Work order: Each line below with the word "anemone" needs to be copied.

(Saved entries)
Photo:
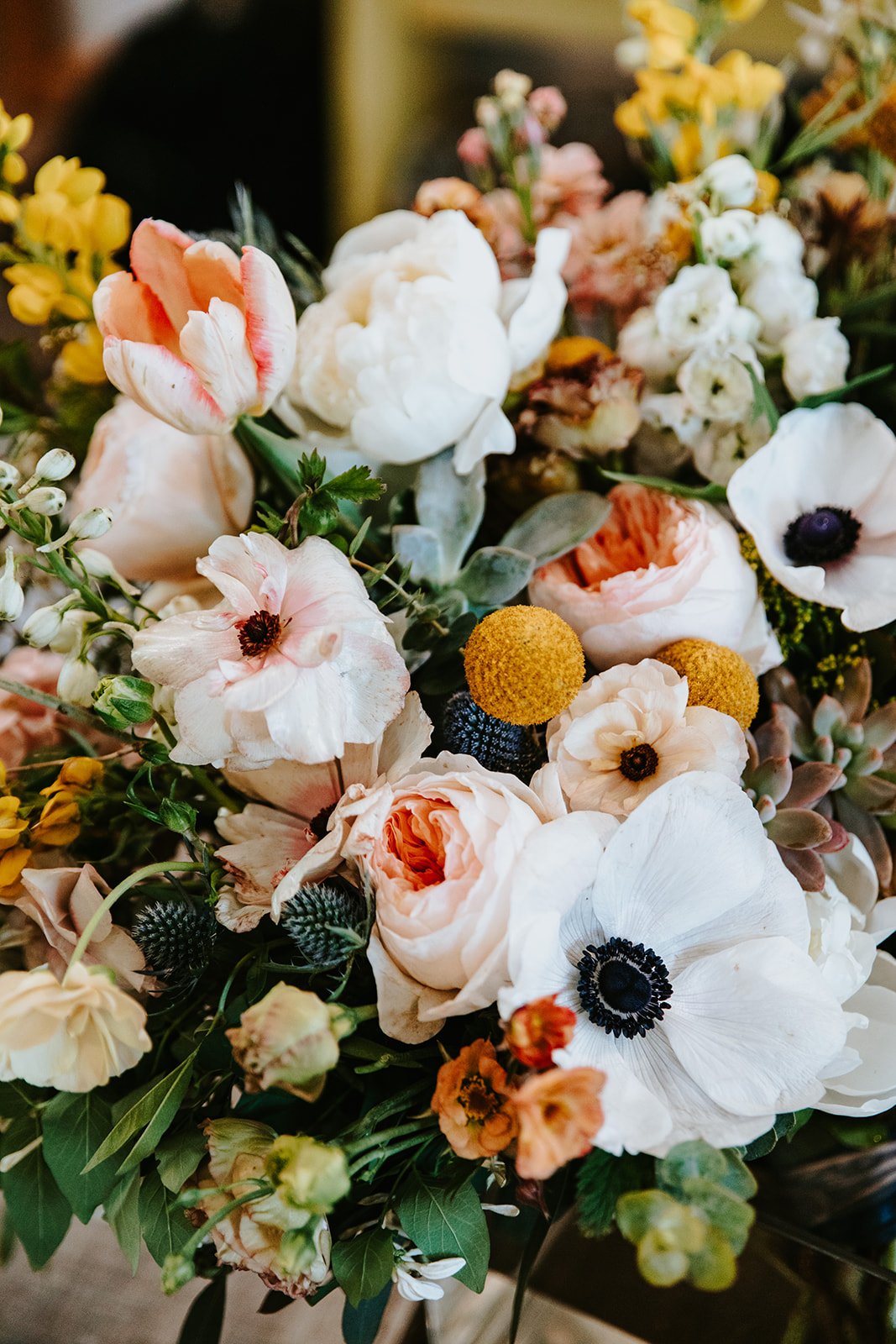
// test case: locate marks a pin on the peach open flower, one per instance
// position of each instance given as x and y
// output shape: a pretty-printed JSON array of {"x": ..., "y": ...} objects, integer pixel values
[
  {"x": 473, "y": 1102},
  {"x": 660, "y": 569},
  {"x": 558, "y": 1115},
  {"x": 194, "y": 333},
  {"x": 291, "y": 664},
  {"x": 170, "y": 494}
]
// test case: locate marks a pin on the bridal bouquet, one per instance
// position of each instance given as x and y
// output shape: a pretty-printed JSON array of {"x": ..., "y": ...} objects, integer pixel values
[{"x": 448, "y": 719}]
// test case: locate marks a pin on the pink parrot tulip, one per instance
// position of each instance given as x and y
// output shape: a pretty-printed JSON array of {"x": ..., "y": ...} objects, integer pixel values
[{"x": 194, "y": 333}]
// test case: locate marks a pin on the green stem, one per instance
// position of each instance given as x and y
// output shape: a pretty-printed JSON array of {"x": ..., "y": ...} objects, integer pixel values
[{"x": 149, "y": 871}]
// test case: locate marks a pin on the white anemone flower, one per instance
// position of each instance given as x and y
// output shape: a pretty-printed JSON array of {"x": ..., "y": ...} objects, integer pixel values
[
  {"x": 683, "y": 952},
  {"x": 820, "y": 501}
]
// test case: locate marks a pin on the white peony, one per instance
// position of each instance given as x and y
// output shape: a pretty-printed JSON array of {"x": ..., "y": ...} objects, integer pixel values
[
  {"x": 416, "y": 343},
  {"x": 815, "y": 358},
  {"x": 820, "y": 501},
  {"x": 696, "y": 998},
  {"x": 782, "y": 299}
]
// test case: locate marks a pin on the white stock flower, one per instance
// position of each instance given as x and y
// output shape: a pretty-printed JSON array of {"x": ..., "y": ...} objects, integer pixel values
[
  {"x": 820, "y": 501},
  {"x": 815, "y": 358},
  {"x": 716, "y": 383},
  {"x": 629, "y": 730},
  {"x": 782, "y": 299},
  {"x": 696, "y": 998},
  {"x": 416, "y": 343}
]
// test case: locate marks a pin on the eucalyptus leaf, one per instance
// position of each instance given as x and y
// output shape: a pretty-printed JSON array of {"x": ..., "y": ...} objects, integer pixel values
[
  {"x": 450, "y": 506},
  {"x": 558, "y": 523},
  {"x": 495, "y": 575}
]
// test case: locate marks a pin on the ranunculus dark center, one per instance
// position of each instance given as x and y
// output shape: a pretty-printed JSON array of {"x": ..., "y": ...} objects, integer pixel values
[
  {"x": 624, "y": 987},
  {"x": 258, "y": 633},
  {"x": 822, "y": 537},
  {"x": 638, "y": 763}
]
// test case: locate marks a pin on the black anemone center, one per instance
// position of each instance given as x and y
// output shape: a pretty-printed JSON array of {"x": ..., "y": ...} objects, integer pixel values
[
  {"x": 821, "y": 537},
  {"x": 638, "y": 763},
  {"x": 624, "y": 987}
]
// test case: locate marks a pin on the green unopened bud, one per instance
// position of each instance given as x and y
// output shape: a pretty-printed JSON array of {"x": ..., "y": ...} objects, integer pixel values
[
  {"x": 176, "y": 1272},
  {"x": 123, "y": 702},
  {"x": 308, "y": 1175},
  {"x": 289, "y": 1039}
]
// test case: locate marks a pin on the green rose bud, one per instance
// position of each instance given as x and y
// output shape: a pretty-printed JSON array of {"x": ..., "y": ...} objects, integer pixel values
[
  {"x": 308, "y": 1175},
  {"x": 289, "y": 1039},
  {"x": 123, "y": 701}
]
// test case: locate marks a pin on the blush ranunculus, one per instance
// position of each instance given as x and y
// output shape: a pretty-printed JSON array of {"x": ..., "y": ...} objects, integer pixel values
[
  {"x": 660, "y": 569},
  {"x": 170, "y": 494},
  {"x": 196, "y": 335},
  {"x": 443, "y": 848},
  {"x": 291, "y": 664}
]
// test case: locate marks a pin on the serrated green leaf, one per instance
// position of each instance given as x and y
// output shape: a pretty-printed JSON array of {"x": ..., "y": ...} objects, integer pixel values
[
  {"x": 149, "y": 1115},
  {"x": 164, "y": 1229},
  {"x": 364, "y": 1263},
  {"x": 39, "y": 1211},
  {"x": 179, "y": 1156},
  {"x": 123, "y": 1215},
  {"x": 602, "y": 1179},
  {"x": 74, "y": 1126},
  {"x": 446, "y": 1221}
]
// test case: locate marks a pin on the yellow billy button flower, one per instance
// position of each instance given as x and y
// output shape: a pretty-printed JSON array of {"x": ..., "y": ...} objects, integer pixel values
[
  {"x": 308, "y": 1175},
  {"x": 523, "y": 664}
]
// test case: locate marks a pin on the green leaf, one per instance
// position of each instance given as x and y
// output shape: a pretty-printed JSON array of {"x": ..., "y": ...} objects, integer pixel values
[
  {"x": 558, "y": 523},
  {"x": 39, "y": 1211},
  {"x": 150, "y": 1112},
  {"x": 204, "y": 1320},
  {"x": 362, "y": 1323},
  {"x": 837, "y": 394},
  {"x": 602, "y": 1179},
  {"x": 123, "y": 1215},
  {"x": 446, "y": 1221},
  {"x": 164, "y": 1229},
  {"x": 74, "y": 1126},
  {"x": 179, "y": 1156},
  {"x": 495, "y": 575},
  {"x": 364, "y": 1265}
]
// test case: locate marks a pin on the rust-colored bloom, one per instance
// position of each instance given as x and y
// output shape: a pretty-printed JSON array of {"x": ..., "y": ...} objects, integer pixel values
[
  {"x": 473, "y": 1102},
  {"x": 558, "y": 1116},
  {"x": 537, "y": 1030}
]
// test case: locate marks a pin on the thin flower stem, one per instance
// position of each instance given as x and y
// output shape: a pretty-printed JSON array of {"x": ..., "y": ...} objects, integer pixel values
[{"x": 149, "y": 871}]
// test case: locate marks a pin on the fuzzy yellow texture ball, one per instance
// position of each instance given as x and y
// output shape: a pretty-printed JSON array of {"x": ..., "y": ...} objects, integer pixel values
[
  {"x": 718, "y": 678},
  {"x": 523, "y": 664}
]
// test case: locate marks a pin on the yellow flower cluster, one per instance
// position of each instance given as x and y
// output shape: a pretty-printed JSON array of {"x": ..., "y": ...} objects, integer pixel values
[
  {"x": 688, "y": 101},
  {"x": 58, "y": 824},
  {"x": 66, "y": 233}
]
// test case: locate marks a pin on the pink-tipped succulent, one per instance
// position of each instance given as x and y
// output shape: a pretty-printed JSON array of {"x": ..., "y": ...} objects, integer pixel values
[
  {"x": 785, "y": 796},
  {"x": 841, "y": 732}
]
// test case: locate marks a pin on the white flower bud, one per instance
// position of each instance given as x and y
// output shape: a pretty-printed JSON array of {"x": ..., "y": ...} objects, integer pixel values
[
  {"x": 47, "y": 501},
  {"x": 76, "y": 682},
  {"x": 54, "y": 465},
  {"x": 42, "y": 627},
  {"x": 11, "y": 596}
]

Task output:
// test case: locate marks a pin on the white anemone flower, one per instance
// test case: locate marks a pin on the black anemone center, one per instance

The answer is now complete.